■ **Provided records**
::::

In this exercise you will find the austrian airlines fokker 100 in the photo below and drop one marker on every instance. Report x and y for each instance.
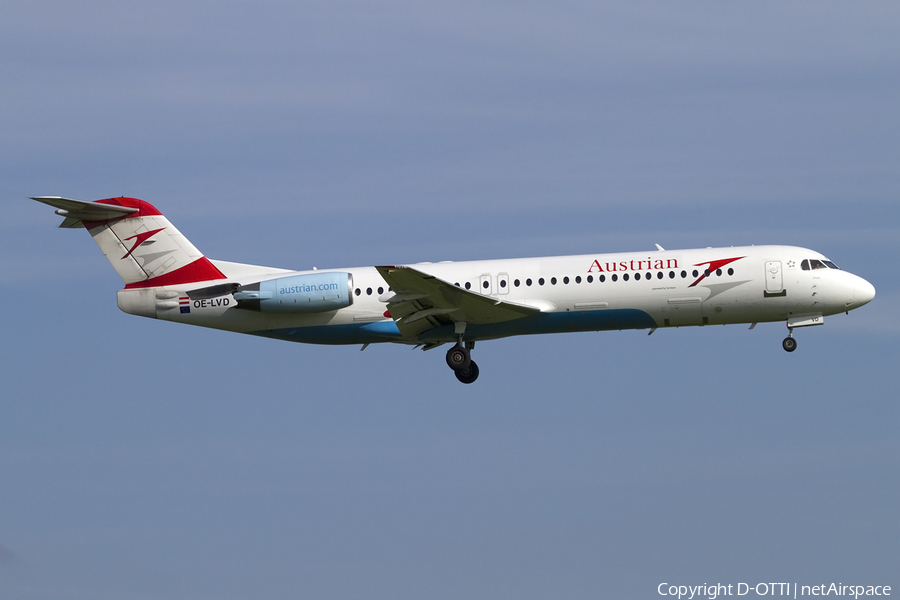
(459, 303)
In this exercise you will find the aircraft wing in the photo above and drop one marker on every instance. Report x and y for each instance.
(419, 302)
(77, 211)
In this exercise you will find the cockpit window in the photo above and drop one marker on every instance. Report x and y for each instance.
(811, 264)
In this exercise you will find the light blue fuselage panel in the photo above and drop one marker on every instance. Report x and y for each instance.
(386, 331)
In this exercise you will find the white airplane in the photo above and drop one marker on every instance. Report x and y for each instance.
(459, 303)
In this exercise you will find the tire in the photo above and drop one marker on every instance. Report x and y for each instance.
(469, 374)
(458, 358)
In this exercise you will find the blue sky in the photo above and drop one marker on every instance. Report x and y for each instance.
(141, 460)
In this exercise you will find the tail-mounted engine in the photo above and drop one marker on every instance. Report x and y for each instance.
(310, 293)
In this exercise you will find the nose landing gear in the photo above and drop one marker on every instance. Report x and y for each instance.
(459, 359)
(789, 343)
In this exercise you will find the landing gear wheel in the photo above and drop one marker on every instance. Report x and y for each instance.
(458, 358)
(469, 374)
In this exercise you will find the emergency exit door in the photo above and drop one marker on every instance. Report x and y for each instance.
(774, 278)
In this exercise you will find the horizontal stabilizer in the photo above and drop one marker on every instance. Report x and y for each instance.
(78, 211)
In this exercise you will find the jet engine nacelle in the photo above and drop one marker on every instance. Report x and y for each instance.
(310, 293)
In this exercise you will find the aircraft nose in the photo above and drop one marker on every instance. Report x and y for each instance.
(863, 292)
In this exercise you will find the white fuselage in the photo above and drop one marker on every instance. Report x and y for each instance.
(591, 292)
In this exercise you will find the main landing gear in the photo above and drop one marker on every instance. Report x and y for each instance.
(789, 343)
(459, 359)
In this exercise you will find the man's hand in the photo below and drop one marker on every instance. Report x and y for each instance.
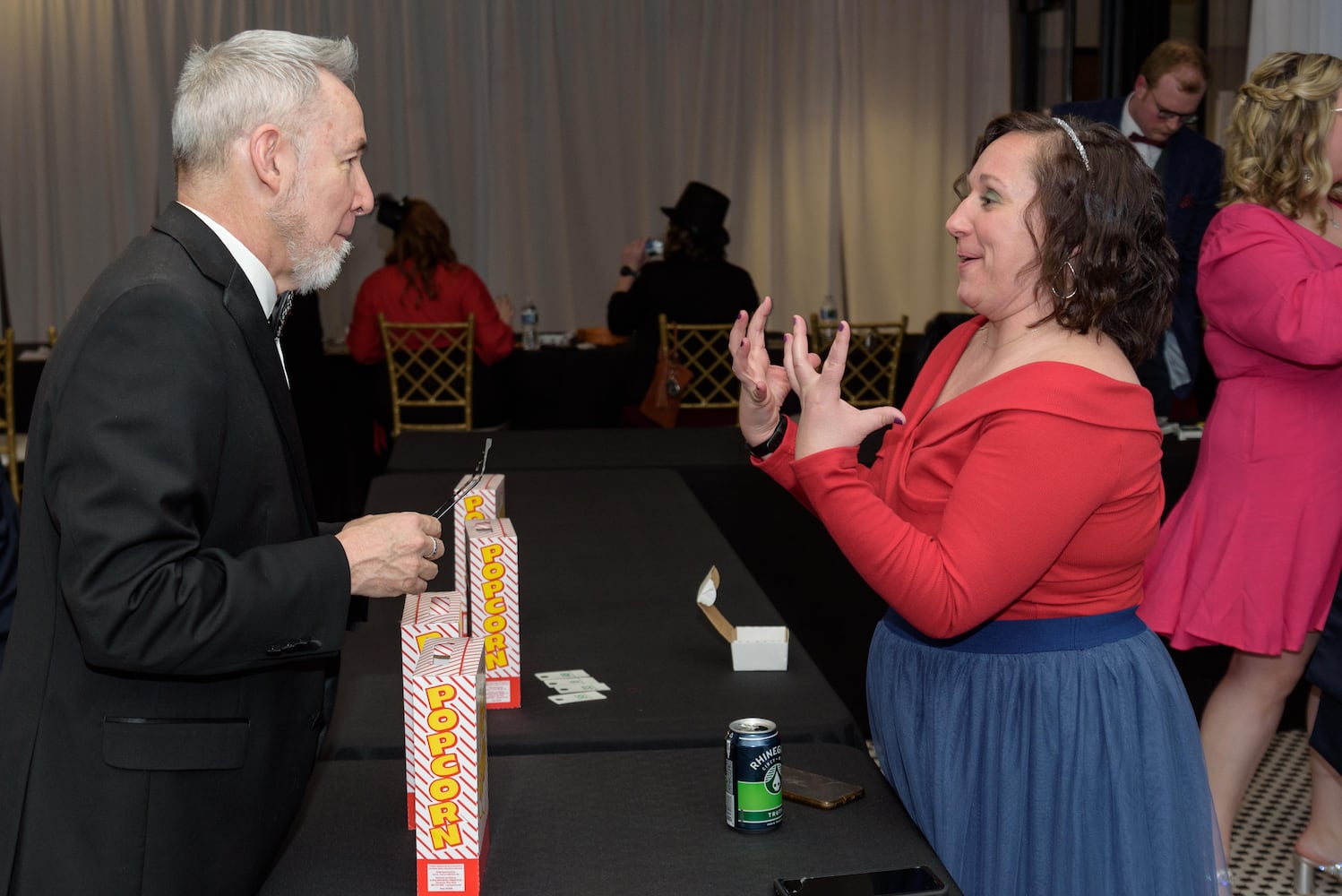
(391, 555)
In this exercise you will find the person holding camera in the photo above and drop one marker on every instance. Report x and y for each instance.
(692, 282)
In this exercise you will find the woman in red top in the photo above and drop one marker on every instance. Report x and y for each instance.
(1035, 728)
(425, 283)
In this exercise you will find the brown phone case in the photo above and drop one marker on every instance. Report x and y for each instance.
(818, 790)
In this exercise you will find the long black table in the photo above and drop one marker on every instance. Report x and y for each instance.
(569, 448)
(609, 564)
(649, 823)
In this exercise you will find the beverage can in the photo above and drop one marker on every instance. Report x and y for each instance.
(753, 776)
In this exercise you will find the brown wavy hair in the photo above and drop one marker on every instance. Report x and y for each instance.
(1277, 141)
(423, 242)
(1101, 242)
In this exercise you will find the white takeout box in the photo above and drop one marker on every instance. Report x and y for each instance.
(753, 647)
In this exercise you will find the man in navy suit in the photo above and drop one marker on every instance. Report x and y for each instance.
(180, 609)
(1164, 99)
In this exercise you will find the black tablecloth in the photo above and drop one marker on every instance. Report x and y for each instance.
(569, 448)
(560, 388)
(647, 823)
(609, 564)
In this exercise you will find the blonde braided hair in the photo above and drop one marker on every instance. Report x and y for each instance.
(1277, 141)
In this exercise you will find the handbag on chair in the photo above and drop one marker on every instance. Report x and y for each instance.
(662, 402)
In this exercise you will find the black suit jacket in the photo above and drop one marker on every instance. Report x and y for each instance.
(178, 612)
(705, 291)
(1191, 178)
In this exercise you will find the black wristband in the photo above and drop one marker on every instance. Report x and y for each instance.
(772, 443)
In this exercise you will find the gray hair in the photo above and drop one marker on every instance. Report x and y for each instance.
(251, 78)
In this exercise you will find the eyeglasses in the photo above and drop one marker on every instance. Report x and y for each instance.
(470, 483)
(1168, 114)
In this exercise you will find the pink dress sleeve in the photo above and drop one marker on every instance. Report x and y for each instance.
(1266, 283)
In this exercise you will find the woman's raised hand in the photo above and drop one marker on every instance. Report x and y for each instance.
(764, 386)
(827, 420)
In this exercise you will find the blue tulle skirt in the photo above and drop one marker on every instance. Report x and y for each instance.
(1047, 757)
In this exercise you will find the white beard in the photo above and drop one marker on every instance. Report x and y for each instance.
(315, 264)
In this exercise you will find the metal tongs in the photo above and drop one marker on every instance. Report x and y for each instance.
(471, 483)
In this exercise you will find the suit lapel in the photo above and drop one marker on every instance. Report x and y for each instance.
(242, 305)
(239, 301)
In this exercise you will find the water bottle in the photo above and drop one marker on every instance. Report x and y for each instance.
(829, 318)
(529, 318)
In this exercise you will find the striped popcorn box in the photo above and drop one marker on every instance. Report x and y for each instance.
(485, 501)
(426, 617)
(447, 750)
(492, 575)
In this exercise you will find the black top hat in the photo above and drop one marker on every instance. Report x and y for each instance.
(701, 210)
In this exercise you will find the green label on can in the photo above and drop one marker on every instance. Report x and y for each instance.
(761, 799)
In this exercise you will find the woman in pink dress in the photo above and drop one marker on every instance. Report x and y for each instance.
(1251, 555)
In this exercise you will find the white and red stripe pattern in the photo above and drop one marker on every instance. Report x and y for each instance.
(446, 698)
(426, 616)
(493, 582)
(482, 502)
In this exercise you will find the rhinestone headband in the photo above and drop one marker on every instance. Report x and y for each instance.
(1077, 141)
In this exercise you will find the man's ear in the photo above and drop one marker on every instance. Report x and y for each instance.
(263, 151)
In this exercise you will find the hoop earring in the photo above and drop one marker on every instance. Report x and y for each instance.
(1072, 271)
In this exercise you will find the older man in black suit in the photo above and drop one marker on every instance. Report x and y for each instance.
(1166, 99)
(180, 607)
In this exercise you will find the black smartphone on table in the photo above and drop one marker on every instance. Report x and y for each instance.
(894, 882)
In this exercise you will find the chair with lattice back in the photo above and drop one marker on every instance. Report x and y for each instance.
(430, 367)
(873, 366)
(702, 349)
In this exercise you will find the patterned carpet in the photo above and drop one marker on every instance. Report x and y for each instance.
(1271, 817)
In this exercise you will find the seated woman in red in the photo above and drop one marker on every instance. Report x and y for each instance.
(425, 283)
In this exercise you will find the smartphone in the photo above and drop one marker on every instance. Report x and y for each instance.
(895, 882)
(818, 790)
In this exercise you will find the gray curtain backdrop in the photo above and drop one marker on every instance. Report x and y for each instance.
(547, 133)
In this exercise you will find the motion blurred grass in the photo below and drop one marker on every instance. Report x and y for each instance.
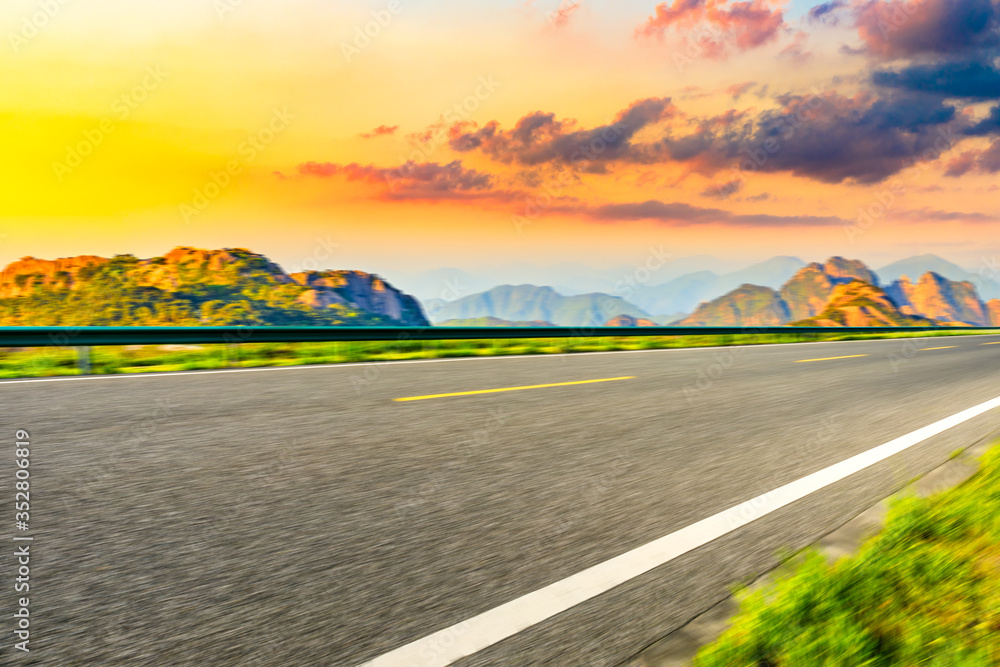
(44, 362)
(925, 591)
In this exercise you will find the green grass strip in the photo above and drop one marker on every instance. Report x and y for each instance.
(44, 362)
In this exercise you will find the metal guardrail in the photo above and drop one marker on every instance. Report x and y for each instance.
(82, 338)
(86, 336)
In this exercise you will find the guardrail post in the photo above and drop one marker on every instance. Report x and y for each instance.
(83, 359)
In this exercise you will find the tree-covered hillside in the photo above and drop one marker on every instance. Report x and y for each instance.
(194, 287)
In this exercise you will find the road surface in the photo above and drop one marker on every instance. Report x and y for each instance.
(306, 516)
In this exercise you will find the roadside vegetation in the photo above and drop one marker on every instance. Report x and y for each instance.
(924, 591)
(41, 362)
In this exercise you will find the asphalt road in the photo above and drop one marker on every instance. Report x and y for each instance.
(304, 517)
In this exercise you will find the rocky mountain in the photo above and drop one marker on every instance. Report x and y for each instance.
(685, 292)
(993, 308)
(190, 286)
(840, 291)
(807, 292)
(942, 299)
(531, 302)
(629, 321)
(861, 304)
(985, 277)
(491, 322)
(748, 305)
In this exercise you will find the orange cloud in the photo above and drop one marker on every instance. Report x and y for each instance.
(722, 26)
(380, 131)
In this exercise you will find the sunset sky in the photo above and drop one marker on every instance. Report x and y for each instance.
(483, 133)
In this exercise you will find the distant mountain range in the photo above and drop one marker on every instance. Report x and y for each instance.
(191, 286)
(673, 299)
(986, 284)
(534, 303)
(685, 292)
(844, 292)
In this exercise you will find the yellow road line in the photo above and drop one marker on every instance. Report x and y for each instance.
(492, 391)
(850, 356)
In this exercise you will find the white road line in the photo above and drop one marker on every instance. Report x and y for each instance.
(259, 369)
(450, 644)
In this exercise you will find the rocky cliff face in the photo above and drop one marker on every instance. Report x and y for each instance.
(629, 321)
(747, 305)
(993, 308)
(843, 292)
(22, 276)
(192, 277)
(358, 289)
(808, 291)
(937, 297)
(860, 304)
(845, 270)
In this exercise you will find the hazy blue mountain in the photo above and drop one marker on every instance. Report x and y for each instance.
(918, 265)
(684, 293)
(771, 273)
(680, 294)
(532, 302)
(913, 267)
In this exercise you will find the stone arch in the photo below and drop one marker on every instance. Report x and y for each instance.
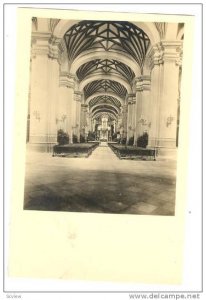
(105, 110)
(99, 54)
(113, 77)
(171, 32)
(108, 104)
(108, 113)
(104, 94)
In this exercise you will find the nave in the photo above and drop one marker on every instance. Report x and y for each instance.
(100, 184)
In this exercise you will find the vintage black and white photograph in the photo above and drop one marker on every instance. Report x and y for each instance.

::::

■ **Written exercise**
Find the line with "In this exercise you will find the rocky cliff" in the listing and extract it and all lines after it through the end, exactly, without the pictures.

■ **Output for this exercise**
In this exercise you will find the rocky cliff face in the photo above and drop one marker on every instance. Report x and y for each instance.
(629, 321)
(747, 305)
(993, 308)
(843, 292)
(22, 276)
(192, 277)
(358, 289)
(808, 291)
(937, 297)
(860, 304)
(845, 270)
In this exercise you will find the hazy blue mountain in the photo above and drop one marker on every instance. Report x and y for each instance.
(918, 265)
(684, 293)
(771, 273)
(680, 294)
(532, 302)
(913, 267)
In this exercise you will find the stone arch in the photo below and drop one marker on every instance. Report x and y for each instance.
(105, 110)
(99, 54)
(113, 77)
(171, 32)
(108, 104)
(108, 113)
(104, 94)
In this exercise you will find the nave in the photo above and drop one marker on every instance. Report x and y for each instance.
(100, 184)
In this exercise you will find the vintage black and white photograph in the photo above and drop one marker on every instance. Report x and y for each instance.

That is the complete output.